Your goal
Reproduce the following lines exactly as they appear, omitting the pictures from your output.

Start

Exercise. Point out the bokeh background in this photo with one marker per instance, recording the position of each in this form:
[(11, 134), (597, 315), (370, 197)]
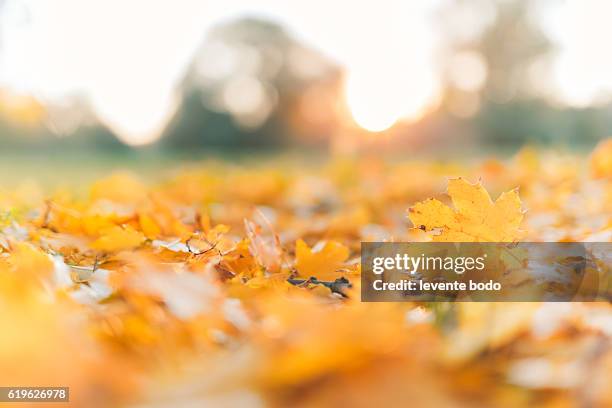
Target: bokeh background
[(188, 77)]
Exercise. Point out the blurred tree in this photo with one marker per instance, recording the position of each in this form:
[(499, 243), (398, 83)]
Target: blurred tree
[(243, 87)]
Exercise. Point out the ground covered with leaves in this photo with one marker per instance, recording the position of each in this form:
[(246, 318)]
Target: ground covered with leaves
[(238, 285)]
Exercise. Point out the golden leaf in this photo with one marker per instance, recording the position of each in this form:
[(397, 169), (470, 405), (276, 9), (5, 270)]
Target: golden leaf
[(322, 262), (475, 218)]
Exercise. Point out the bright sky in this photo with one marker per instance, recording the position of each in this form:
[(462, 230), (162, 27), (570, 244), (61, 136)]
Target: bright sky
[(127, 56)]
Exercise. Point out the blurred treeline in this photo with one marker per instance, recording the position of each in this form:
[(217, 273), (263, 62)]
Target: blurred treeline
[(252, 84)]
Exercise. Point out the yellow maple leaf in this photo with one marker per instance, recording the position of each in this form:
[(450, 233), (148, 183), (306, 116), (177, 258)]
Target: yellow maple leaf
[(118, 238), (322, 262), (475, 218)]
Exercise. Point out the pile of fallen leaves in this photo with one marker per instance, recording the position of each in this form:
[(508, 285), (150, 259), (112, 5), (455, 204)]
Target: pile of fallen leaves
[(228, 285)]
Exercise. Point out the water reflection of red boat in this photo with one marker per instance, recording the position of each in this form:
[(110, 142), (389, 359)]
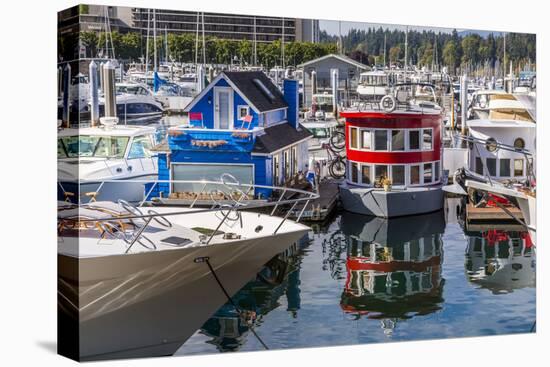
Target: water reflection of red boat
[(393, 266), (500, 260)]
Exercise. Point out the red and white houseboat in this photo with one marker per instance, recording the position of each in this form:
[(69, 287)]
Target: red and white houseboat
[(394, 153)]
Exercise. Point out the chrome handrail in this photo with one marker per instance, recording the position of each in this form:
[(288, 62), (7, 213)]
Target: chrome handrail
[(237, 206)]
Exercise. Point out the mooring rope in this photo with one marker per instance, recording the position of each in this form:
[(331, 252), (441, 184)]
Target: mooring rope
[(251, 327)]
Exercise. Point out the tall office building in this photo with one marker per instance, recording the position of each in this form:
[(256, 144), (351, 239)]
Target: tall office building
[(228, 26)]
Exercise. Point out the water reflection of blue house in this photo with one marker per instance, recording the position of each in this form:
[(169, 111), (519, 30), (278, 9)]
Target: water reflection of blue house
[(240, 124)]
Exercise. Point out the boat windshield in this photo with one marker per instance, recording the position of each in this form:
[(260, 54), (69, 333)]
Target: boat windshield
[(92, 146), (131, 89), (319, 132), (374, 80)]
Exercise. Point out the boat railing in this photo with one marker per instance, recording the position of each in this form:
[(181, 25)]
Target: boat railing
[(230, 210)]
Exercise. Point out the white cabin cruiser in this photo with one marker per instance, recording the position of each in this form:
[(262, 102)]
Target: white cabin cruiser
[(511, 125), (108, 152), (135, 104), (146, 279), (373, 84), (479, 106)]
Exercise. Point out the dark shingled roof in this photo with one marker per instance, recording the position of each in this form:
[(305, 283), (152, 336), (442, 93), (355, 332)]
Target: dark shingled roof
[(277, 137), (262, 101)]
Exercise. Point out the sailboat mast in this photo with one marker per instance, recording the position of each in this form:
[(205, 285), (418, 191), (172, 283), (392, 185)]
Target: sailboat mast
[(255, 49), (283, 44), (504, 57), (384, 48), (154, 40), (166, 42), (147, 44), (203, 42), (197, 40), (406, 50)]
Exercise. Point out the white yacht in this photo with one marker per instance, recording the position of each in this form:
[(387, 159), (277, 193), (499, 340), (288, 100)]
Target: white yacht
[(509, 125), (145, 278), (135, 104), (373, 84), (501, 261), (479, 106), (523, 198), (107, 152)]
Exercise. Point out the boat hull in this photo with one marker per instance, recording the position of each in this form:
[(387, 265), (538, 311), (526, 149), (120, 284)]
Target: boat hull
[(149, 304), (395, 203)]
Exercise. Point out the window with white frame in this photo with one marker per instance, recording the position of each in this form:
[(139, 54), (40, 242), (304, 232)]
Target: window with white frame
[(380, 172), (380, 139), (427, 139), (366, 139), (504, 164), (242, 112), (518, 167), (354, 167), (353, 137), (428, 173), (492, 166), (479, 166), (398, 140), (398, 174), (366, 174), (415, 174), (414, 139)]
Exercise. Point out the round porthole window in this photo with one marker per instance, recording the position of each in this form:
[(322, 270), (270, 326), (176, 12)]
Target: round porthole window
[(491, 145), (519, 143)]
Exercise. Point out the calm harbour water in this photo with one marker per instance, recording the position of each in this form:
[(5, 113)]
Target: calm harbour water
[(368, 280)]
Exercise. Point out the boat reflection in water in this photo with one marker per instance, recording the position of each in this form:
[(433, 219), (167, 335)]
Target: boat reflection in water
[(280, 277), (393, 267), (500, 260)]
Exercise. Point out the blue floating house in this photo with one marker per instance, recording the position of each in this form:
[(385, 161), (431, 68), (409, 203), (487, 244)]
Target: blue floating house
[(239, 124)]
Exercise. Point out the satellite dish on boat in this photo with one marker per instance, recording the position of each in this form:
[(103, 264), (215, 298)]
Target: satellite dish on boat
[(108, 122), (388, 103)]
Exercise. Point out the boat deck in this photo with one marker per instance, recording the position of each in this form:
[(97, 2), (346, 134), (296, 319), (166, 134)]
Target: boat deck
[(474, 214)]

End

Exercise output
Exercise. Point out the bokeh background in this photo with one marker per instance, recording the position of each in this form:
[(11, 134), (597, 315), (370, 197)]
Target: bokeh background
[(188, 77)]
Exercise. Point out the blurred tree in this photo with one marker per instance, recording the position of each in this form:
[(499, 243), (398, 83)]
Target: blurred tree
[(243, 87)]
Exercise. Point out the ground covered with leaves in this photo with one marker per instance, recording the position of each in this form:
[(246, 318)]
Target: ground covered with leaves
[(238, 285)]
Exercise. Point out the golden leaf in this photo with one marker per instance, recording the position of each in this form:
[(397, 169), (470, 405), (276, 9), (5, 270)]
Target: golden leaf
[(322, 262), (475, 218)]
Exercise. Point out the bright sky in this photo with one marker per instance, recording the position of each in this form:
[(462, 230), (162, 27), (570, 244), (61, 136)]
Target: bright sky
[(127, 56)]
Exercise. Point out the blurred treeline in this photo with one marker per instance, recording the position of each in this form:
[(217, 273), (263, 62)]
Target: blurred treeline
[(252, 84)]
Exercise. Point out the yellow maple leaf in this photo with one marker per instance, recording the position of each in this form:
[(450, 233), (148, 183), (306, 116), (177, 258)]
Target: yellow maple leaf
[(118, 238), (322, 262), (475, 218)]
Exercise. Point out the pile of fallen leaves in this photo with one marker per instance, recording the position of each in this form:
[(508, 285), (150, 259), (112, 5), (455, 204)]
Target: pile of fallen leaves
[(228, 285)]
Exercise. Point out the water reflection of red boat in this photo with one marker per instance, recording the position of each in this form:
[(110, 142), (389, 359)]
Target: water reflection of red boat
[(393, 266), (500, 260)]
Exercise. Point out the red and white houseboat in this photo with one marker per instance, recording the position of each in this form:
[(69, 287)]
Target: red and white houseboat
[(394, 153)]
Exercise. Point out the chrome handrail in this photo with one marker per instance, recording the position of each in this form:
[(288, 62), (7, 213)]
Target: chrome handrail
[(237, 206)]
Exercise. Point out the mooring rope in this photo with one marker per instance, recording the position of each in this form:
[(331, 252), (441, 184)]
Target: mooring rope
[(251, 327)]
Exercise. Point out the tall office building in this photo with one marker per instance, recording the position of each in this form:
[(256, 144), (351, 239)]
Target: tall office building
[(228, 26)]
Exercise. Point out the water reflection of blue house in this photo with one marker per instance, recording the position of each in this form:
[(169, 111), (519, 30), (278, 9)]
Target: water reflection of blue house
[(240, 124)]
Exercise. Point out the boat windshield in this photo with one marker per instance, recording the position of each in this form:
[(260, 54), (69, 333)]
Target: boat windshield
[(92, 146), (131, 89), (319, 132), (374, 80)]
Exercise. Point out the boat railing in this photo with one marker per instance, recording the position of each in this form:
[(181, 25)]
Target: boat railing
[(230, 210)]
Exercise. Point out the white cabin cruiser in this photo with one marker per instance, recording the position of each in this form:
[(262, 102)]
Target: white cabin cruiser
[(511, 125), (108, 152), (135, 104), (146, 279), (373, 84), (479, 106)]
Exercise. Point out the dark shingled roof in this photo with one marker per instance, recording the position of each in this form:
[(305, 283), (152, 336), (442, 93), (355, 332)]
Target: dark shingled roof
[(277, 137), (262, 101)]
Exercise. Point out the sailboat mast in this photo with one marker per instance, recording the position of each in this form:
[(205, 285), (418, 191), (172, 283), (392, 185)]
Target: sailboat mast
[(255, 49), (283, 44), (504, 57), (384, 48), (154, 40), (166, 42), (147, 44), (203, 42), (197, 40), (406, 50)]
Exercise. Point out the white yacht in this photo with one marker per instance, recording the position of each in this form:
[(387, 159), (277, 193), (499, 340), (288, 100)]
Target: white yacht
[(509, 125), (145, 278), (135, 104), (373, 84), (501, 261), (479, 106), (523, 198), (107, 152)]
Exercise. Point out the boat hull in this photo with one marker per instance, recording the position of each in this form:
[(387, 265), (538, 311), (526, 149), (120, 284)]
Target: boat hull
[(149, 304), (395, 203)]
Exercise. Point out the window with white frame in this photo with one marker per instance, recording the position of each in this form:
[(139, 54), (40, 242), (304, 232)]
Target: window with white frame
[(380, 172), (380, 139), (427, 139), (366, 139), (504, 164), (242, 112), (518, 167), (354, 167), (353, 137), (428, 173), (492, 166), (479, 166), (398, 140), (398, 174), (366, 174), (415, 174), (414, 139)]
Exercise. Point out the round porthole window in this photo with one marker per instance, recording the position of each in this form:
[(322, 270), (270, 326), (176, 12)]
Target: round porthole window
[(491, 145), (519, 143)]
Exercise. Point out the calm harbour water in this photo with one marker per instance, recording the position of each in this form:
[(5, 113)]
Target: calm harbour water
[(368, 280)]
Exercise. Point out the boat reflection in water in this photo with one marker per instance, recording the position of each in this form:
[(433, 219), (167, 335)]
Target: boat reflection in water
[(280, 277), (393, 267), (500, 260)]
Exercise. Point out the blue floating house in this photo with one marker per instance, recording the position of each in this form:
[(385, 161), (431, 68), (409, 203), (487, 244)]
Target: blue floating house
[(239, 124)]
Exercise. Point out the satellite dish on boat in this photo with one marker per instance, recording the position of each in this form:
[(103, 264), (215, 298)]
Target: satellite dish on boat
[(108, 122), (388, 103)]
Exercise. Point out the boat deck in this photo with one marker per instance, recording the position of each in this form:
[(97, 2), (346, 134), (296, 319), (166, 134)]
Target: boat deck
[(474, 214)]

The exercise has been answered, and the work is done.